Pointing records:
____________
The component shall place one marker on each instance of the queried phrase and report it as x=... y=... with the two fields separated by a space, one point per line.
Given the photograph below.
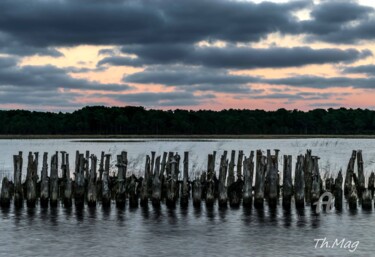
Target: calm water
x=181 y=232
x=186 y=232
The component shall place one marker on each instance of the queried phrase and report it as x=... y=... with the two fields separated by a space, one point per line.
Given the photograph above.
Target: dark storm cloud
x=340 y=22
x=178 y=98
x=297 y=96
x=365 y=69
x=232 y=57
x=322 y=82
x=185 y=75
x=46 y=77
x=75 y=22
x=193 y=79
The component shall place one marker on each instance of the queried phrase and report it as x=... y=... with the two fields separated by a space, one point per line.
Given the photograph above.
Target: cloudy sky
x=60 y=55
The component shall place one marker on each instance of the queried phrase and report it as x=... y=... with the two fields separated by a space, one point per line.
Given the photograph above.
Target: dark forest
x=100 y=120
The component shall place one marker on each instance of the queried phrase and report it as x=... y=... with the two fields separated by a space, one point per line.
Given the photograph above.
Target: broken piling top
x=17 y=161
x=186 y=165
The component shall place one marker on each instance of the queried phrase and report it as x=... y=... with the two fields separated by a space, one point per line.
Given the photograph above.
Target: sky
x=62 y=55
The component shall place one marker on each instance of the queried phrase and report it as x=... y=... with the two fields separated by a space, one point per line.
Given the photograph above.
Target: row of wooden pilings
x=160 y=183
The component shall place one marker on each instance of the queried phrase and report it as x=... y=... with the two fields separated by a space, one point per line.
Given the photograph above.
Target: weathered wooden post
x=197 y=192
x=106 y=192
x=371 y=183
x=361 y=176
x=121 y=175
x=230 y=179
x=99 y=181
x=353 y=197
x=156 y=185
x=287 y=181
x=163 y=176
x=31 y=179
x=338 y=191
x=68 y=191
x=299 y=182
x=54 y=180
x=144 y=190
x=223 y=192
x=5 y=193
x=79 y=192
x=91 y=191
x=349 y=174
x=18 y=189
x=151 y=174
x=259 y=179
x=307 y=174
x=272 y=178
x=248 y=173
x=210 y=196
x=316 y=185
x=366 y=199
x=44 y=185
x=133 y=194
x=172 y=182
x=185 y=182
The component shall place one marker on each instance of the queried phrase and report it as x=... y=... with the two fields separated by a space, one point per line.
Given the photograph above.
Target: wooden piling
x=299 y=182
x=44 y=185
x=5 y=196
x=361 y=176
x=210 y=195
x=18 y=189
x=287 y=181
x=272 y=178
x=79 y=192
x=54 y=181
x=106 y=192
x=349 y=174
x=307 y=174
x=184 y=201
x=121 y=176
x=259 y=179
x=316 y=181
x=31 y=180
x=91 y=190
x=156 y=184
x=223 y=193
x=68 y=188
x=248 y=173
x=338 y=191
x=144 y=190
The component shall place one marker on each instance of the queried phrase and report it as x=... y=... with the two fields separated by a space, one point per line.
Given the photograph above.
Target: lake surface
x=191 y=231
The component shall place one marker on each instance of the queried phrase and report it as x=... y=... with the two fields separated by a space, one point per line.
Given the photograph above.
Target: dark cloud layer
x=233 y=57
x=364 y=69
x=322 y=82
x=73 y=22
x=46 y=78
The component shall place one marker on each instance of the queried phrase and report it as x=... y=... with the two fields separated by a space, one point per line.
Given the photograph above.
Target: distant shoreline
x=182 y=136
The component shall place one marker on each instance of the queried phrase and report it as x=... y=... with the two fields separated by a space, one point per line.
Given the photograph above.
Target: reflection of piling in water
x=287 y=180
x=54 y=183
x=338 y=191
x=299 y=182
x=18 y=189
x=160 y=181
x=223 y=191
x=185 y=189
x=31 y=179
x=349 y=174
x=248 y=174
x=44 y=185
x=260 y=172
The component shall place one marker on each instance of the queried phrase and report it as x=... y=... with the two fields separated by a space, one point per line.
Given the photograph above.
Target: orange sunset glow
x=63 y=55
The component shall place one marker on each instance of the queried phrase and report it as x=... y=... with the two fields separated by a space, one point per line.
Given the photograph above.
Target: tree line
x=130 y=120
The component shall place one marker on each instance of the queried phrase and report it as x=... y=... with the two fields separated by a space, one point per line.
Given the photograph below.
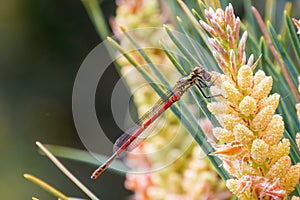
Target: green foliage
x=276 y=58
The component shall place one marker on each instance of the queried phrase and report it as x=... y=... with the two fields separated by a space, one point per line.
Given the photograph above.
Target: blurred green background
x=42 y=44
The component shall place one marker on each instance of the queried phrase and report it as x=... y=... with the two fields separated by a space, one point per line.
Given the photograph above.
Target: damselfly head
x=200 y=71
x=197 y=70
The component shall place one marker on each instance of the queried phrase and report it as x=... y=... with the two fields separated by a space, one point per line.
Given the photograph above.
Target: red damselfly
x=129 y=140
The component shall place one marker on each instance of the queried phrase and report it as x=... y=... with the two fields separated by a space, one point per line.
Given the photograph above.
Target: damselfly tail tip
x=98 y=171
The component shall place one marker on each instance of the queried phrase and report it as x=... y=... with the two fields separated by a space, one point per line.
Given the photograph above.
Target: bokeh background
x=42 y=44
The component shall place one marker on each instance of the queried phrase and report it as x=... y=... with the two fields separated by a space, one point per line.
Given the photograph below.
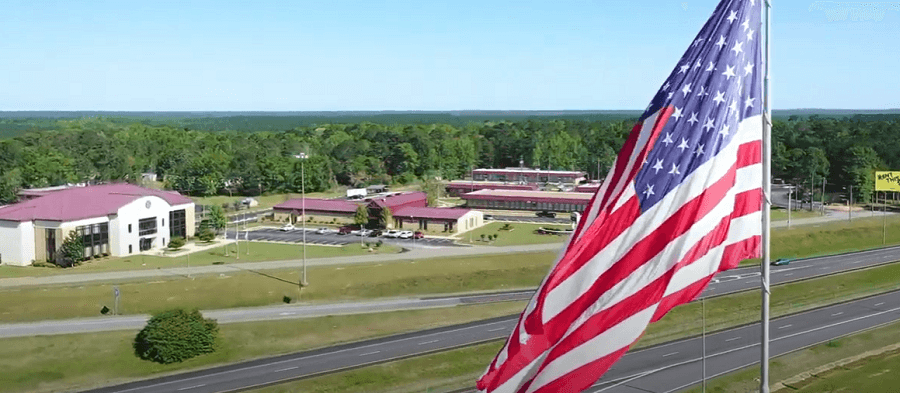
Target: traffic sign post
x=116 y=306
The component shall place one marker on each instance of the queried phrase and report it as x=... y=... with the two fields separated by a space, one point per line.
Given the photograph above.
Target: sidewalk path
____________
**Work to do**.
Can you restate all the records above word for word while dropping the pictures?

**Task solution**.
The component shall place one marker on each instance of the queried phrase and report it as x=... y=... with the two fields separated by a space, one point per line.
Given the photograph below.
Target: calm water
x=181 y=232
x=186 y=232
The component shall place one marker on each instance of the queried phrase and report it as x=... y=... with the two fields separated by a space, one point per line.
Given the photograph above.
Target: dark storm cloud
x=340 y=22
x=178 y=98
x=297 y=96
x=365 y=69
x=232 y=57
x=322 y=82
x=185 y=75
x=46 y=77
x=75 y=22
x=193 y=79
The component shall place one marker on each instance of the queried phrase and report it as x=... y=... with the two fields separated by a space, one point per line.
Given the photograph above.
Target: cloudy sky
x=60 y=55
The component shall place one marker on each instance of the queried phrase and report it as x=... y=... with the two fields separated by a space, one point per line.
Given the photograph above.
Target: dark forest
x=100 y=120
The component shall place one marker on each instance of the queried phrase and report it as x=... y=... with the two fields separated by a space, one point per line.
Given the photograph above.
Target: broken piling top
x=17 y=161
x=186 y=165
The component shall place one marker on each instance of the queried phrase and report it as x=... y=... with the two fields separated by a space, one point per line.
Given the photograph above.
Target: sky
x=62 y=55
The component shall place one marker on each instance of the queried phrase and report it as x=... y=... with the two fields separated by a space, one point per line.
Given the photograph above.
Target: row of wooden pilings
x=160 y=183
The component shall place one marker on each instance of the queried phrase and report it as x=... y=... with the two fields separated by a space, one point per line.
Given the photograph above.
Target: weathered wooden post
x=197 y=192
x=106 y=192
x=371 y=183
x=361 y=176
x=121 y=175
x=230 y=179
x=99 y=181
x=353 y=197
x=156 y=185
x=287 y=181
x=163 y=176
x=31 y=179
x=338 y=191
x=68 y=191
x=299 y=182
x=54 y=180
x=144 y=190
x=223 y=192
x=5 y=193
x=79 y=192
x=91 y=191
x=349 y=174
x=18 y=189
x=151 y=174
x=259 y=179
x=307 y=174
x=272 y=178
x=248 y=173
x=210 y=196
x=316 y=185
x=366 y=199
x=44 y=185
x=133 y=194
x=172 y=182
x=185 y=182
The component shall place one marker on each instance of the queried phrase and report it as x=... y=... with the two fields separated by a space, one point per line.
Given the photograph above.
Target: wooden piling
x=299 y=182
x=44 y=185
x=5 y=196
x=361 y=176
x=210 y=195
x=18 y=189
x=287 y=181
x=272 y=178
x=79 y=192
x=54 y=181
x=106 y=192
x=349 y=174
x=307 y=174
x=184 y=201
x=121 y=176
x=259 y=179
x=316 y=181
x=31 y=180
x=91 y=190
x=156 y=184
x=223 y=193
x=68 y=188
x=248 y=173
x=338 y=191
x=144 y=190
The component shall place one marker on each instance of the queried phrase and report it as x=... y=... with the two fields separated by a space, one point per line.
Given the photograph above.
Target: lake surface
x=191 y=231
The component shall place one marker on each instance of the queried phrase and report it as x=... y=... with the two fields separated by a space, one point per line.
Given the photograph above.
Target: dark cloud layer
x=233 y=57
x=364 y=69
x=322 y=82
x=73 y=22
x=46 y=78
The component shall place one marker on each instance of the queried phrase and report it as x=... y=... with the two fields separated by a space, one point per line.
Given the photograph above.
Target: distant shoreline
x=182 y=136
The component shall place one marker on each instance of the queried phrase and report it as x=... y=... with the two fields separated by a space, one point per line.
Given the photograph above.
Target: reflection of piling in water
x=287 y=180
x=54 y=183
x=338 y=191
x=299 y=182
x=18 y=189
x=160 y=181
x=223 y=191
x=185 y=189
x=31 y=179
x=349 y=174
x=248 y=174
x=44 y=185
x=260 y=172
The component shall place one marker on each instance of the queried phrase and report it as x=... y=... with the two fields separated by a space, one point per line.
Given the photograph above.
Target: orange sunset glow
x=63 y=55
The component shall place one marker on each instance of the queried phrase and report it as x=... y=... with the two fields separated by a space, one point per line.
Given the photograph above.
Target: tree line
x=130 y=120
The component shall place one marker on each instance of the queried phrase and report it as x=... y=... with the two fields separated by a space, one point per line.
Given the photograph below.
Target: green foliage
x=276 y=58
The component shall place one marker on each instance of the queried phrase and report it as x=... y=... with the two fields separated by a space, one point per line.
Given the photograph above.
Target: blurred green background
x=42 y=44
The component shall place one marker on each instance of the queried phrase and report it as x=... y=... with the two fields separated by a space, one point per line.
Given the photograph above.
Target: damselfly head
x=200 y=71
x=197 y=70
The component shall place one marker on each instance of the queried phrase and report it as x=... y=... with the two fields separated by a space, one point per line.
Given the photograph above.
Target: red damselfly
x=129 y=140
The component shall place one marker on each instance of the queried phrase and report it as x=... y=... with the two fields separated by a space, one point per line.
Given the photograph above.
Target: damselfly tail tip
x=98 y=171
The component shall place one marker on each instance of the queried phrase and report it as x=... y=... with the two fields separated by a space, one point per line.
Given the photograph above.
Target: bokeh background
x=42 y=44
The component shall place one marker on each instance of the queried phrase and report it as x=... y=... with the two fields separated by a space, one point per line.
Given the photograph below.
Target: traffic sign post
x=116 y=306
The component shall place one marker on each instance of the queried phrase and report it as x=... y=... with the two fields separated by a space, one point per line.
Given the photograph above.
Target: sidewalk path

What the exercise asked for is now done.